Referring expression pointing data
_ _ _ _ _

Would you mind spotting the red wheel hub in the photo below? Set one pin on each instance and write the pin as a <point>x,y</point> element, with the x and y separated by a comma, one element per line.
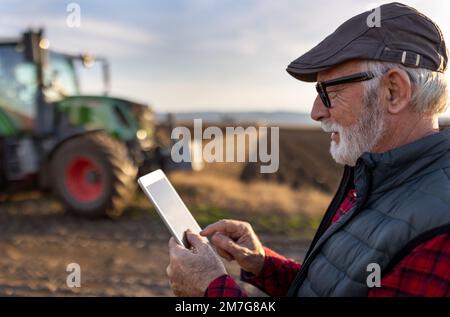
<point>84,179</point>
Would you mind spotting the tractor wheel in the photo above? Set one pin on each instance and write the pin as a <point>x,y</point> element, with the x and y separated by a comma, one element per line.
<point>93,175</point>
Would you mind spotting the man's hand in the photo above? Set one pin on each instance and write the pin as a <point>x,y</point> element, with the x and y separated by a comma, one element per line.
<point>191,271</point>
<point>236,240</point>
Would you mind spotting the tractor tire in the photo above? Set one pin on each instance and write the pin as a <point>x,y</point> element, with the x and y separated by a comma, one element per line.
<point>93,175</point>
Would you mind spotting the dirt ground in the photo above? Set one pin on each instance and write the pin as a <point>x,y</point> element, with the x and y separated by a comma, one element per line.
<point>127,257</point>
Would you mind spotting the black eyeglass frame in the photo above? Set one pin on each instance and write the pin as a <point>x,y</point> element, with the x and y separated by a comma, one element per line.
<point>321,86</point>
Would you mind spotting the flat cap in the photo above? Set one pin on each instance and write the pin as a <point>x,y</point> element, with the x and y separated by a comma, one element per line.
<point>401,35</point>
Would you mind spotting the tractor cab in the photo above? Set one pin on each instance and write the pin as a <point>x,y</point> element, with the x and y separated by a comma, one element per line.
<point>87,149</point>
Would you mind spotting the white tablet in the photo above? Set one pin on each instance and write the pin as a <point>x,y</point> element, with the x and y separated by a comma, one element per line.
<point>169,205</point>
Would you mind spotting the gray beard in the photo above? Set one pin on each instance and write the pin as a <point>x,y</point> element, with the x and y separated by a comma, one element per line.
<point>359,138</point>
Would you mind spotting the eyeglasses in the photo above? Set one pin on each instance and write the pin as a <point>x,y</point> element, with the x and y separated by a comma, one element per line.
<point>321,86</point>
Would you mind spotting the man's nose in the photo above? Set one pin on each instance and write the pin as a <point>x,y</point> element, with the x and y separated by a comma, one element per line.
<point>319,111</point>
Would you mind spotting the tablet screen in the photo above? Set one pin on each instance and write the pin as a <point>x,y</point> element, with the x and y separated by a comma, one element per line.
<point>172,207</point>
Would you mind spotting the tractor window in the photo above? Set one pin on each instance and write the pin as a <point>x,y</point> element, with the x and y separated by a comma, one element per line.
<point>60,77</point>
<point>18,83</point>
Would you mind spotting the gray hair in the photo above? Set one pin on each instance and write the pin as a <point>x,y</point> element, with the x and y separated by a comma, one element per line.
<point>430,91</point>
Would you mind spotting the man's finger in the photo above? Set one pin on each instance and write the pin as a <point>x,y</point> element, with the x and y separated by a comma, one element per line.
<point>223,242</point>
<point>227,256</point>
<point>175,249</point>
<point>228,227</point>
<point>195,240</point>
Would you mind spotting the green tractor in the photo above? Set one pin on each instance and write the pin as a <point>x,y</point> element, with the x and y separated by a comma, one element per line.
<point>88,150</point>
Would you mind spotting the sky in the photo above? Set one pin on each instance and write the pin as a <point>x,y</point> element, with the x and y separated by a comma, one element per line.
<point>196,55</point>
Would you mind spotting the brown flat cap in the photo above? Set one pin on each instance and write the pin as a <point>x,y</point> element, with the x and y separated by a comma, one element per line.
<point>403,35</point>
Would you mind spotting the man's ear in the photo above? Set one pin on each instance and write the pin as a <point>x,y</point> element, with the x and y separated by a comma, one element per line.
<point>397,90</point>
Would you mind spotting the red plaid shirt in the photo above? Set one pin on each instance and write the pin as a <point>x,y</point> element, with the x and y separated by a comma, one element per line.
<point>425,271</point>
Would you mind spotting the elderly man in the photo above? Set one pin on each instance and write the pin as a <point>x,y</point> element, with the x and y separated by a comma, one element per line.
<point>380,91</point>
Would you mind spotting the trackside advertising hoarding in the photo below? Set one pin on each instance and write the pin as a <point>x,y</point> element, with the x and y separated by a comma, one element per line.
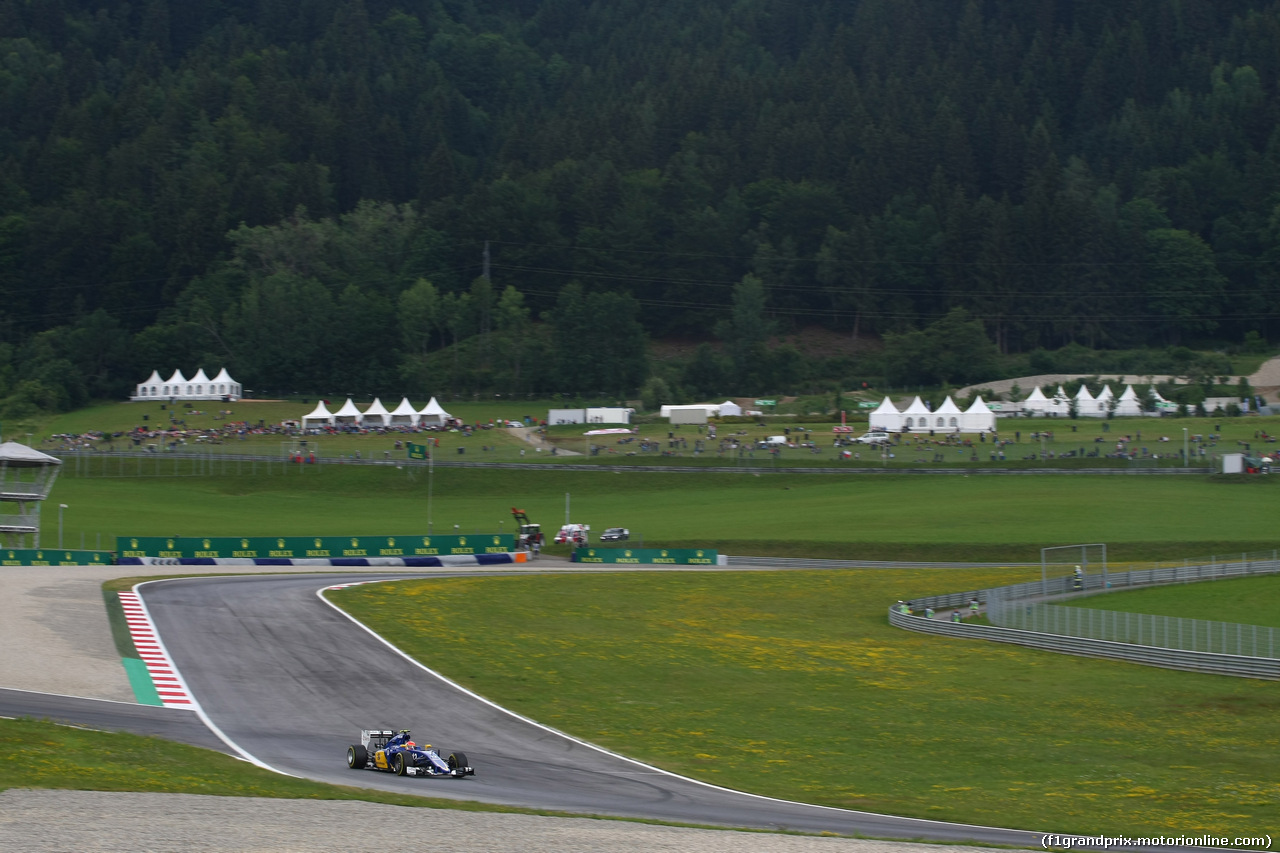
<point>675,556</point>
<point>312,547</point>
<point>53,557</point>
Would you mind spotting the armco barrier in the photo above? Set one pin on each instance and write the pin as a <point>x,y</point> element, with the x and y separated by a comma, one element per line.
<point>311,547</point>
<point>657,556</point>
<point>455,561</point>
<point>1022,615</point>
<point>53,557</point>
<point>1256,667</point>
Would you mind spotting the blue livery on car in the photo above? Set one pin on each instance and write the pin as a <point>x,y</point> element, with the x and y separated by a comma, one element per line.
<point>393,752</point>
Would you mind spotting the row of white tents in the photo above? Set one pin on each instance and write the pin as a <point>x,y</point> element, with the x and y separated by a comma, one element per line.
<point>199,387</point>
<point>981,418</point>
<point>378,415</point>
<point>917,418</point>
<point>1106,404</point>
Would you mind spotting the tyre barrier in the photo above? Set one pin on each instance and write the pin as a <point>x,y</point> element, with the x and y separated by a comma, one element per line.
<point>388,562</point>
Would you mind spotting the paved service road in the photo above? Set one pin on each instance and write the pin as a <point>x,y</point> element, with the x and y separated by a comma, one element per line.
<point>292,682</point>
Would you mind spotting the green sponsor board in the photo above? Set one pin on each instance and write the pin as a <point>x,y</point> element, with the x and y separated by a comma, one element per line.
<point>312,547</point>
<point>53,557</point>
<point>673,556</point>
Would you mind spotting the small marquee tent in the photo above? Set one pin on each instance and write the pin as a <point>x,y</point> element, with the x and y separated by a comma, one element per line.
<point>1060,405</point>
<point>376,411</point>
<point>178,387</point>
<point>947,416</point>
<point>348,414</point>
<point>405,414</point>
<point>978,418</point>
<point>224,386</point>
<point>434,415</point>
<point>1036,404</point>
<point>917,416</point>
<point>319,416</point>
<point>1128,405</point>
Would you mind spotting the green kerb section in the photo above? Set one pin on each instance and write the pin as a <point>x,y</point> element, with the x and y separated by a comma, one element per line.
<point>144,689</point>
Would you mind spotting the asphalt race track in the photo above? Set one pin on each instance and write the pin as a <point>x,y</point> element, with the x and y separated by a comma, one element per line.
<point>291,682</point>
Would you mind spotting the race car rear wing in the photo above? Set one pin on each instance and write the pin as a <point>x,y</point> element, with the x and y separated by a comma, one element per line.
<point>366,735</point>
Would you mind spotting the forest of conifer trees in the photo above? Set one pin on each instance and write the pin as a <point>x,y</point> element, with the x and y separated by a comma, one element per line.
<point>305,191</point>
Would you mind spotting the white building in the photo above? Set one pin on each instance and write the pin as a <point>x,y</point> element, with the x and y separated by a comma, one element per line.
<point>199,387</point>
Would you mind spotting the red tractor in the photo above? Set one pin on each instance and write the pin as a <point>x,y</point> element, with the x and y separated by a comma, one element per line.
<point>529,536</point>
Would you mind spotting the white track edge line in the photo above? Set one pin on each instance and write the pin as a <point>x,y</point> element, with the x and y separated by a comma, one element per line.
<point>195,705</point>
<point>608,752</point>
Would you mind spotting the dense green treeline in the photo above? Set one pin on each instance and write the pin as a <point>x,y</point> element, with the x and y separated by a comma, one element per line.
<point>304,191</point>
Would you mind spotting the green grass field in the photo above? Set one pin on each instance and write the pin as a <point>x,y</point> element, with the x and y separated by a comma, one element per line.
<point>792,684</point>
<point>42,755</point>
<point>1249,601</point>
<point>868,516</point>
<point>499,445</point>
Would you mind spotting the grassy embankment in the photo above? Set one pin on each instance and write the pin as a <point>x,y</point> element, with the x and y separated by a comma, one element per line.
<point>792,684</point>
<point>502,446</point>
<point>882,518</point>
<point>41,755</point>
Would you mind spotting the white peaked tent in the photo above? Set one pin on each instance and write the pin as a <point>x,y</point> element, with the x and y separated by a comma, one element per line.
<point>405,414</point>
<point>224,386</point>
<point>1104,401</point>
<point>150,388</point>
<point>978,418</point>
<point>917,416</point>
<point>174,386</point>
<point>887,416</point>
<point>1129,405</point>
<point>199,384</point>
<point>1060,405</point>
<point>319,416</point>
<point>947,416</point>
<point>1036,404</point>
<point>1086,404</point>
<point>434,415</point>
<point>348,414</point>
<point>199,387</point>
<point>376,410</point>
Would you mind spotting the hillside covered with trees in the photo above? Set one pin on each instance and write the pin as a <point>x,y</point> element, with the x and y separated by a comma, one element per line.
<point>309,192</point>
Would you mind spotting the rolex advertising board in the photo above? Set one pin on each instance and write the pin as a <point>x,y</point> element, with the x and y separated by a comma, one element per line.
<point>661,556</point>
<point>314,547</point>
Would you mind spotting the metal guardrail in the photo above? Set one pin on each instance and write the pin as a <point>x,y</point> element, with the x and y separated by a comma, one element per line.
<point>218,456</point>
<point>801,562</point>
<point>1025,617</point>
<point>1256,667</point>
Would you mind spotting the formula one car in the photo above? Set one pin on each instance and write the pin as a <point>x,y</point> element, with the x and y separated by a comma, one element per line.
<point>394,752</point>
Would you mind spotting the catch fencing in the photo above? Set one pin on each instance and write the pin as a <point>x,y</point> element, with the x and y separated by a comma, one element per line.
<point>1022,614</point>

_ _ _ _ _

--- Task statement ---
Find "Would you mind spotting the catch" in the entries above, then repeat its line and all lines after it exactly, down to the last line.

--- Result of the task ---
Would you mind spotting the catch fencing in the photo above? Set one pin on each instance and write the pin as a <point>x,y</point> element, with the x and y separated by a comma, one element per line.
<point>1022,614</point>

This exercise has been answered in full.